=== DATA SECTION ===

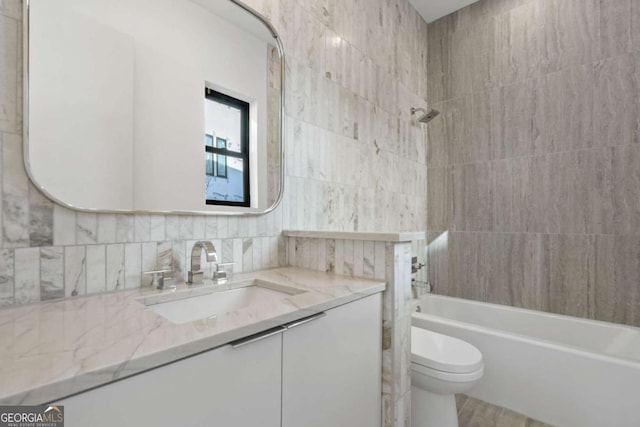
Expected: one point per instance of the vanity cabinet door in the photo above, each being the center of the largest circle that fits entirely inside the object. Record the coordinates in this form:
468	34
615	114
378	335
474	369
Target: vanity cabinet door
226	387
331	370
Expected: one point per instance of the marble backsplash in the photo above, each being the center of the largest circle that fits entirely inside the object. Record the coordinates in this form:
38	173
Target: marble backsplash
353	71
389	261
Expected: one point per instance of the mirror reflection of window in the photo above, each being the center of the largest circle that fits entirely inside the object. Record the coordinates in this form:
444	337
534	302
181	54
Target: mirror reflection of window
226	150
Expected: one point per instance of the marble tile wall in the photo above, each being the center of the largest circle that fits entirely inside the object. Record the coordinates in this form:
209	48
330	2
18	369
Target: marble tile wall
379	260
354	69
534	164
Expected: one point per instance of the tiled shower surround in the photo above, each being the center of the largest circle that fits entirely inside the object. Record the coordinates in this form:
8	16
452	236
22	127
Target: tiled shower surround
534	167
354	69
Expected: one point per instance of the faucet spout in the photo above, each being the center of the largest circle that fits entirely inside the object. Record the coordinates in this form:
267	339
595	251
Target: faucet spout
196	276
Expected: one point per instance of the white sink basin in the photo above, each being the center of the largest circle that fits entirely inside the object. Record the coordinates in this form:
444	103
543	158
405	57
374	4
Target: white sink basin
209	302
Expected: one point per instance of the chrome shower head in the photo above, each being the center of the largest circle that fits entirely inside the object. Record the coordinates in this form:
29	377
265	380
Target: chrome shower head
426	116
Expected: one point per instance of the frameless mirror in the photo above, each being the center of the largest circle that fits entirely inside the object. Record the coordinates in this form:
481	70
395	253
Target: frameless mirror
154	105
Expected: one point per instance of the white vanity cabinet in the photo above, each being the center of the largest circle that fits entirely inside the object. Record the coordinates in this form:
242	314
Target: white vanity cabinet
224	387
320	371
331	368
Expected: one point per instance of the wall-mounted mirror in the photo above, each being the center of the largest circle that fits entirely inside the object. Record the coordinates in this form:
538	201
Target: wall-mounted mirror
154	105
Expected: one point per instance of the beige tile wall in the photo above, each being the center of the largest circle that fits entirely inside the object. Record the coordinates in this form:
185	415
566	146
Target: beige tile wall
534	165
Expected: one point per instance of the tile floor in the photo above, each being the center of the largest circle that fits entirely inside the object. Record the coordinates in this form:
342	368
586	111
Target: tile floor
476	413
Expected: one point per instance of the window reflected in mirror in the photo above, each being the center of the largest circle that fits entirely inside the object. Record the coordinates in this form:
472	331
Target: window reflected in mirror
226	150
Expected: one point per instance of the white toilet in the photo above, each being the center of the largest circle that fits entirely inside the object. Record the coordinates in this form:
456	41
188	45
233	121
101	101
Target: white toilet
441	366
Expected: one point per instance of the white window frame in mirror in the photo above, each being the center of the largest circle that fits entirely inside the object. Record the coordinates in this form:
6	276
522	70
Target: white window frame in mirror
220	210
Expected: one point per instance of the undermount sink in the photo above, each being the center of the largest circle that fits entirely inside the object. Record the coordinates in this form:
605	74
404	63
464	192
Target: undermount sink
211	301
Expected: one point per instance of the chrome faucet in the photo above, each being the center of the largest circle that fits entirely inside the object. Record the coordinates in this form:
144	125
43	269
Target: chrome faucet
195	275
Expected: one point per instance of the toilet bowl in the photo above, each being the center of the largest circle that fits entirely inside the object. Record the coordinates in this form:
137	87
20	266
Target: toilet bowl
441	366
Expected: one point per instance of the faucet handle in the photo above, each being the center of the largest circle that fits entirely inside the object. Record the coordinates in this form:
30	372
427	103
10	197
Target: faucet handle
158	278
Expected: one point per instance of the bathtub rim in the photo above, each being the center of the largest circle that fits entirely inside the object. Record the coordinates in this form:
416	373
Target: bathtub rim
521	337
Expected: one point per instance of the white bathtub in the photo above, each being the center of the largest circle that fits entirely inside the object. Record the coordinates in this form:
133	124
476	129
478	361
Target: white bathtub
561	370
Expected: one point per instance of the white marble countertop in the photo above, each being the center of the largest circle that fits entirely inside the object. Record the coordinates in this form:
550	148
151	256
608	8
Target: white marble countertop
394	237
55	349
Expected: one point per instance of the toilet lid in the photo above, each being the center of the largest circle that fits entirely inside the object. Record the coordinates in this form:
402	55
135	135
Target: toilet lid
443	353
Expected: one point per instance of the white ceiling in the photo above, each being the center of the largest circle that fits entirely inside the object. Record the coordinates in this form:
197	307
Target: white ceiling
431	10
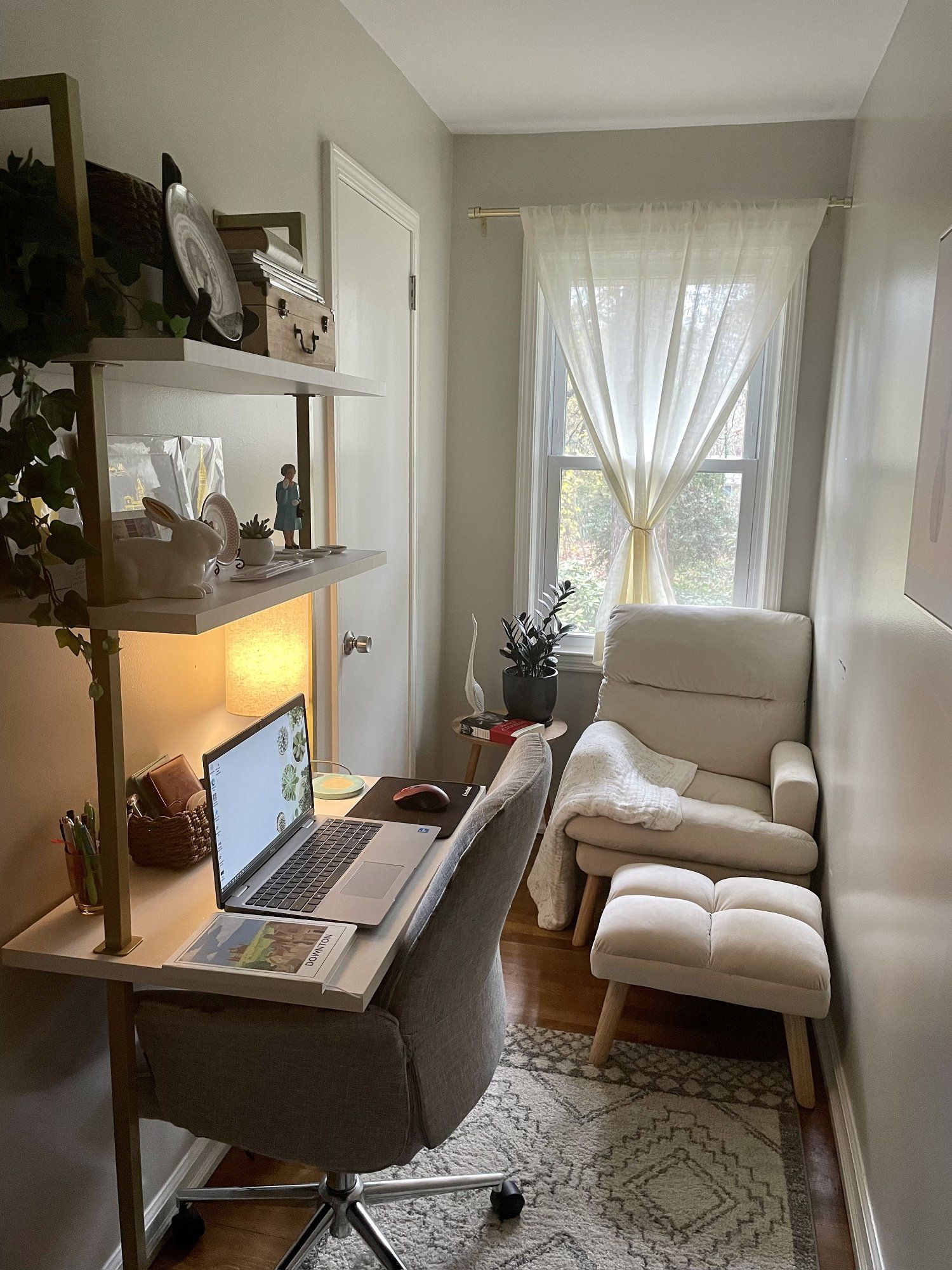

===

# TASK:
List every line above that contains the string "sink", reproducing each such line in full.

# PROBLEM SOLUTION:
Expected: one point per instance of the white sink basin in the photo above, each being the center of the largest circle that fits entirely inside the object. Record the coordinates in this form:
Target: white sink basin
Expected: one point per instance of the undermount sink in the photo above, each being the center of the largest circle that fits entirely inside the object. Record the coordinates in this form:
Target: undermount sink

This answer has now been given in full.